#### Extract:
※

Take-home Exercise03

Uncover the Patterns of the Resale Prices

Author

Luo Zheng

Published

February 26, 2023

1. Overview

1.1 Introduction

In this take-home exercise, the patterns of the resale prices of public housing property in Singapore will be revealed by using static and interactive visualization techniques.

The study mainly focuses on 3-ROOM, 4-ROOM, and 5-ROOM types to discover Singapore’s resale property market in 2022. In the homework, the following questions will be addressed:

  1. What are the general features of the resale property in 2022?

  2. How do different factors influence the price of the resale property?

  3. How can we categorize the existing resale properties in Singapore in 2022?

1.2 Methodology

The study first tests the normality of the main indicators to see if any of the factors are directly related to price. Then exploratory data analysis is adopted to uncover the general features of the resale property market in Singapore. Lastly, correlation analysis is introduced to find how different factors influence the resale prices and how to categorize the large pool of properties to give suggestions on property purchasing.

※

(Entries for pointing and labeling)
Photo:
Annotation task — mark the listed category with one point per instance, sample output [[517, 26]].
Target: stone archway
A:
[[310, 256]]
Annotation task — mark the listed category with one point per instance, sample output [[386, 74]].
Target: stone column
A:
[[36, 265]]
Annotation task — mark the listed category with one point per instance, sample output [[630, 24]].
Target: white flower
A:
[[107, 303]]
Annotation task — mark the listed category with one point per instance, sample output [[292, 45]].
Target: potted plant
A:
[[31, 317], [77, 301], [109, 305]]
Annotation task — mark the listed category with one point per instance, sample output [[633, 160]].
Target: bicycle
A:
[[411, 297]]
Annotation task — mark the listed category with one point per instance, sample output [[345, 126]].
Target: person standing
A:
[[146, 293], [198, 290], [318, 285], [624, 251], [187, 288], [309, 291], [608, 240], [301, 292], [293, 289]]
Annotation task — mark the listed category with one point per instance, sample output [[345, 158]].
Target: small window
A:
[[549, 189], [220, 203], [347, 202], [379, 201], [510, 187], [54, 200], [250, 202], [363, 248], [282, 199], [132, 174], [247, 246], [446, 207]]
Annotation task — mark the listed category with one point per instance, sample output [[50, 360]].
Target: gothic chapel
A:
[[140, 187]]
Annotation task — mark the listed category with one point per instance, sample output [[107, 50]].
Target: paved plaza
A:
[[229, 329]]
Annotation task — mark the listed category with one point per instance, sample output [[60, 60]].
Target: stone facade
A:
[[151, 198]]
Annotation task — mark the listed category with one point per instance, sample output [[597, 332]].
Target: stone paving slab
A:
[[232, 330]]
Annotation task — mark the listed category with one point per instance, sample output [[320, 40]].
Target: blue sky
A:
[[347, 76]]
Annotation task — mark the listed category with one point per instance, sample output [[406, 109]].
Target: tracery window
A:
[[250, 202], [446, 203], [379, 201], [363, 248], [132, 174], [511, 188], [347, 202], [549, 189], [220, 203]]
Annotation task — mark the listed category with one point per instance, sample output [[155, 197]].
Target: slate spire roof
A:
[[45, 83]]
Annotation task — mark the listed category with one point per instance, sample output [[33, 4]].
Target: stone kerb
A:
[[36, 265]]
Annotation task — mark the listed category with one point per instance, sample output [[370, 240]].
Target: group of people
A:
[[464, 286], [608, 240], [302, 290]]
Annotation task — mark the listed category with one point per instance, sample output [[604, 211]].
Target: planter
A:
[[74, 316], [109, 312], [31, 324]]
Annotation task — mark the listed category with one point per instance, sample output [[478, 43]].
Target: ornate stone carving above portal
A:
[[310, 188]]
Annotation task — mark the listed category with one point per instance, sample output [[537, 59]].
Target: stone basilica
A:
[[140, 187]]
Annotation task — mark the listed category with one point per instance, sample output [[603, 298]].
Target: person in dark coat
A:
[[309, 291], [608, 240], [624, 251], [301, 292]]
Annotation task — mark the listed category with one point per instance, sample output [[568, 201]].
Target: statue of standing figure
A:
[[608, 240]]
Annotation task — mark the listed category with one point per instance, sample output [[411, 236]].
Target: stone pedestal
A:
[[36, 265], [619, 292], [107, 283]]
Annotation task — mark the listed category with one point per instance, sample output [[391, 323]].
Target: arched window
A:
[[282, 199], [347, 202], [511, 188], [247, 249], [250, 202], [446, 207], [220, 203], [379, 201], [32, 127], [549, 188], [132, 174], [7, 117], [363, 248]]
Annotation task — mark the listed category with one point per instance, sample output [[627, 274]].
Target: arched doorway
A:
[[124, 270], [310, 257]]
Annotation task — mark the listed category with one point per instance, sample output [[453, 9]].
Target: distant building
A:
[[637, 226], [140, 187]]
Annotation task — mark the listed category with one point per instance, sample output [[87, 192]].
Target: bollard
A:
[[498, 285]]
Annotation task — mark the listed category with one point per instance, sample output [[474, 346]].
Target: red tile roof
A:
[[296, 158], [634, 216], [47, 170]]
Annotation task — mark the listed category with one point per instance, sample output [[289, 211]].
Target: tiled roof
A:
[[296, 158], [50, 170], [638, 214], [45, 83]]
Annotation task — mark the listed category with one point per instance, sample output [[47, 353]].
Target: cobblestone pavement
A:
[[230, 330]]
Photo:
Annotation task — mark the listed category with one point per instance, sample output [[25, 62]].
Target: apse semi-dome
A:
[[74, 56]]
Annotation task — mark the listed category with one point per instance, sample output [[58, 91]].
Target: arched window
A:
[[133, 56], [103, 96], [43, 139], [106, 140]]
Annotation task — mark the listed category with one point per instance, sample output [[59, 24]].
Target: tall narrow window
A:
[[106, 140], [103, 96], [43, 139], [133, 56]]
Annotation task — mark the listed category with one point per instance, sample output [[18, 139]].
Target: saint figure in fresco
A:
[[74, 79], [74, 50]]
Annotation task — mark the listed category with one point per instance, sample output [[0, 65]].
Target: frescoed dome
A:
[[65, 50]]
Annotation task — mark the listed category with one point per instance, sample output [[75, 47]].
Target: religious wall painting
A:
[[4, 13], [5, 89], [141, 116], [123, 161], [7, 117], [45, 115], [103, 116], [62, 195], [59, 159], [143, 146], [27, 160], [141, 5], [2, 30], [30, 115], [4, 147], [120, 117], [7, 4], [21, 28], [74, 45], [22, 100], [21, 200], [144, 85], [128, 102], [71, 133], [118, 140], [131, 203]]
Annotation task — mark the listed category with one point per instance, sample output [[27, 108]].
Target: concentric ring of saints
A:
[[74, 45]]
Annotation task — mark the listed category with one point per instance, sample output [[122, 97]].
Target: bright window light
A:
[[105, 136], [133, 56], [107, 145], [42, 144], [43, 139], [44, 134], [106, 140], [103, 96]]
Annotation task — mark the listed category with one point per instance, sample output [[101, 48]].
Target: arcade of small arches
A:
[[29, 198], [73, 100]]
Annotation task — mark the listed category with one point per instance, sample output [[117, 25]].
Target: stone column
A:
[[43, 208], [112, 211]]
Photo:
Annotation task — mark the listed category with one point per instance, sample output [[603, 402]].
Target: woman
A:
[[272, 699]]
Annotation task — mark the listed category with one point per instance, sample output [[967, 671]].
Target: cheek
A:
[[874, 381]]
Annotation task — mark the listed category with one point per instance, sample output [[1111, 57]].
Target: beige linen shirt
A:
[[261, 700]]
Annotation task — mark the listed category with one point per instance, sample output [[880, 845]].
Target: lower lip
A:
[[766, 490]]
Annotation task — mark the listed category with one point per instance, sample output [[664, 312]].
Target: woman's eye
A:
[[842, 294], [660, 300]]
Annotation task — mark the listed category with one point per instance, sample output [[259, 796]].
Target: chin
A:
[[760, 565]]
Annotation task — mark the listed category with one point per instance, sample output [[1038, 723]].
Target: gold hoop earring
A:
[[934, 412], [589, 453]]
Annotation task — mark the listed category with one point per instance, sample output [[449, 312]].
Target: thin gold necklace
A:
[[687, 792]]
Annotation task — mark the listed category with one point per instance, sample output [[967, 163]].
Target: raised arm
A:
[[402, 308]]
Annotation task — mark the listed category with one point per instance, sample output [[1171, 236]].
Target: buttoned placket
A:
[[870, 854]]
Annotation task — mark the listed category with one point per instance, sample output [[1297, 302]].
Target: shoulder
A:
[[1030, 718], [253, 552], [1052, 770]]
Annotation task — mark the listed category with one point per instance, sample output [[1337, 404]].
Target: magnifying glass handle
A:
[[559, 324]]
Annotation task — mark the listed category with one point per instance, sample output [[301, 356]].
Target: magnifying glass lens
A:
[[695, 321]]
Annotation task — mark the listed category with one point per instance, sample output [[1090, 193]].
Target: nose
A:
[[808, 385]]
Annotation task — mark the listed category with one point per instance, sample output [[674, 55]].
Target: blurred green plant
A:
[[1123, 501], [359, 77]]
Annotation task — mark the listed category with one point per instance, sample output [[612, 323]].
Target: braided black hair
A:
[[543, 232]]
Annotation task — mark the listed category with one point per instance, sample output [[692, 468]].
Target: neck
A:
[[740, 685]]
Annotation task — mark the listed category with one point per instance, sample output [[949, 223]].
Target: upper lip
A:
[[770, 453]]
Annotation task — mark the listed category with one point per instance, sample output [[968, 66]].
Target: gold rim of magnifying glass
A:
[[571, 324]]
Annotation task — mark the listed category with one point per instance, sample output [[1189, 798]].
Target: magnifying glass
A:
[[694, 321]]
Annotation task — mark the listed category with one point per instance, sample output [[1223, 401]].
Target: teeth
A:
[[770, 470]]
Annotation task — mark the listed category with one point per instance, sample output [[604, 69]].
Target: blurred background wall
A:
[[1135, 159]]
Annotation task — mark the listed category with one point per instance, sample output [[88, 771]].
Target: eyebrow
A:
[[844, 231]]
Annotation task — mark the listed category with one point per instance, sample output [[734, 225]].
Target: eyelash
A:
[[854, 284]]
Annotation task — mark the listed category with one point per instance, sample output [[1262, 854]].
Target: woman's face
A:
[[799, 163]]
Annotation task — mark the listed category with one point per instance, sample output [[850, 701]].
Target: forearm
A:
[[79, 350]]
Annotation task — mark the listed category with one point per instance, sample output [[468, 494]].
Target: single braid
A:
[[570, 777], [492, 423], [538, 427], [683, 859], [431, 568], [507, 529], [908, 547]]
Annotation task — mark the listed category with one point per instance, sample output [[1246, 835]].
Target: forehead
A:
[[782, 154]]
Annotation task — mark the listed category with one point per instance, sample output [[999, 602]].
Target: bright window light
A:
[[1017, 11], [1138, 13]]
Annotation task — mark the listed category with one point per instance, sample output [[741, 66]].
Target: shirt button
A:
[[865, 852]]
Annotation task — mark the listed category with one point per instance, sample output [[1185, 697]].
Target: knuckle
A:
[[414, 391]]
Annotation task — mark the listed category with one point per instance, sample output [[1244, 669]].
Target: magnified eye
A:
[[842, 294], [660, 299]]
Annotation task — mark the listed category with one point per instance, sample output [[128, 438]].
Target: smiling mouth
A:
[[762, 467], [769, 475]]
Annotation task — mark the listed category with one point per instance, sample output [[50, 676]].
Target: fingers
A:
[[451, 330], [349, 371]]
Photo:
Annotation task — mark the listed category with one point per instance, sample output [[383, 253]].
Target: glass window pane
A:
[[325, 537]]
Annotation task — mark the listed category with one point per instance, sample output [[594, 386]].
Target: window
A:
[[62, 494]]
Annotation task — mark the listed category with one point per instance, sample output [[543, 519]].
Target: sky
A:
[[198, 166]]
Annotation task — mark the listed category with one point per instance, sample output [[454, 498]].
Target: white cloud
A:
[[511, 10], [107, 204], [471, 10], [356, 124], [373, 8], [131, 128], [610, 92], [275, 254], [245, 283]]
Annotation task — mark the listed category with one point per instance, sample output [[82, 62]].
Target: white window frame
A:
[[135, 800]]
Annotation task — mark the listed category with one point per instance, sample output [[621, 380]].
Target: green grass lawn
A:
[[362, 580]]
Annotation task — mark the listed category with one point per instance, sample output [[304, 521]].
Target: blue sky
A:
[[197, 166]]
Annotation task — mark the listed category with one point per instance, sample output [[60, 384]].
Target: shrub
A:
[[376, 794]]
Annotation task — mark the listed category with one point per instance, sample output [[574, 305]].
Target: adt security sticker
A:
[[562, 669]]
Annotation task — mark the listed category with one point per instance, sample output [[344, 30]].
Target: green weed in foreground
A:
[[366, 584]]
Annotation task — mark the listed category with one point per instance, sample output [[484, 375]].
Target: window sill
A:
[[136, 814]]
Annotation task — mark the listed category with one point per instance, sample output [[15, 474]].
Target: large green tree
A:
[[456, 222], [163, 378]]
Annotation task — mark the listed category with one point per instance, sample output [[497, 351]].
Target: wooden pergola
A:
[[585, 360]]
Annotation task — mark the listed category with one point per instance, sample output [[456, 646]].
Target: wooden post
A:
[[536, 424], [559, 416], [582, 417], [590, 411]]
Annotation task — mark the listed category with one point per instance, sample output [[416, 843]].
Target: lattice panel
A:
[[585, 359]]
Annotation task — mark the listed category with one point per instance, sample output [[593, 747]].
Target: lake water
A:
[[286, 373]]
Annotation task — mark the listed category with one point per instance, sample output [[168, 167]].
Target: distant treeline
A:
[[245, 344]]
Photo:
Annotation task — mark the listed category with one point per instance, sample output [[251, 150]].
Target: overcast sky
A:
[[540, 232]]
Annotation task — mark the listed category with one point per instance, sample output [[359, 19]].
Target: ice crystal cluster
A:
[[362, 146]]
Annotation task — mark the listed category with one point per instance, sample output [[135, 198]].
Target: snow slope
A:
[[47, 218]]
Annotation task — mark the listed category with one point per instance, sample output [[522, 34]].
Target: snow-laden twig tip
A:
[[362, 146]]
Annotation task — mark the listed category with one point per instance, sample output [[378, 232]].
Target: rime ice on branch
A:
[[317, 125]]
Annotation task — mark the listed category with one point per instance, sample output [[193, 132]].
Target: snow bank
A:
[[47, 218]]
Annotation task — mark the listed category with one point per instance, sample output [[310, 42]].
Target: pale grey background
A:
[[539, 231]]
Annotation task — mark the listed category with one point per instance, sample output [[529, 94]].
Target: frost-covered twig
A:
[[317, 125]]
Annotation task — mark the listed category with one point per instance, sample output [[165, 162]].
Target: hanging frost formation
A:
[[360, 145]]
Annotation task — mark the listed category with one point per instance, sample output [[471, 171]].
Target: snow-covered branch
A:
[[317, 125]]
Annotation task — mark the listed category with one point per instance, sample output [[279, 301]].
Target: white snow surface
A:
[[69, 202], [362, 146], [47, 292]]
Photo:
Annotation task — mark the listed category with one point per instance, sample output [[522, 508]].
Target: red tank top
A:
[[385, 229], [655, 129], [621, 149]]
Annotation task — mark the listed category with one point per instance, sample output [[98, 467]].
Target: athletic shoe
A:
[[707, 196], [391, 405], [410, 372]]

※

#### Exercise aim:
Reproduce the passage of the exercise on resale prices that begins at the words "1. Overview" and stops after "property in 2022?". The material has no connection to the exercise on resale prices.

#### Task result:
1. Overview

1.1 Introduction

In this take-home exercise, the patterns of the resale prices of public housing property in Singapore will be revealed by using static and interactive visualization techniques.

The study mainly focuses on 3-ROOM, 4-ROOM, and 5-ROOM types to discover Singapore’s resale property market in 2022. In the homework, the following questions will be addressed:

  1. What are the general features of the resale property in 2022?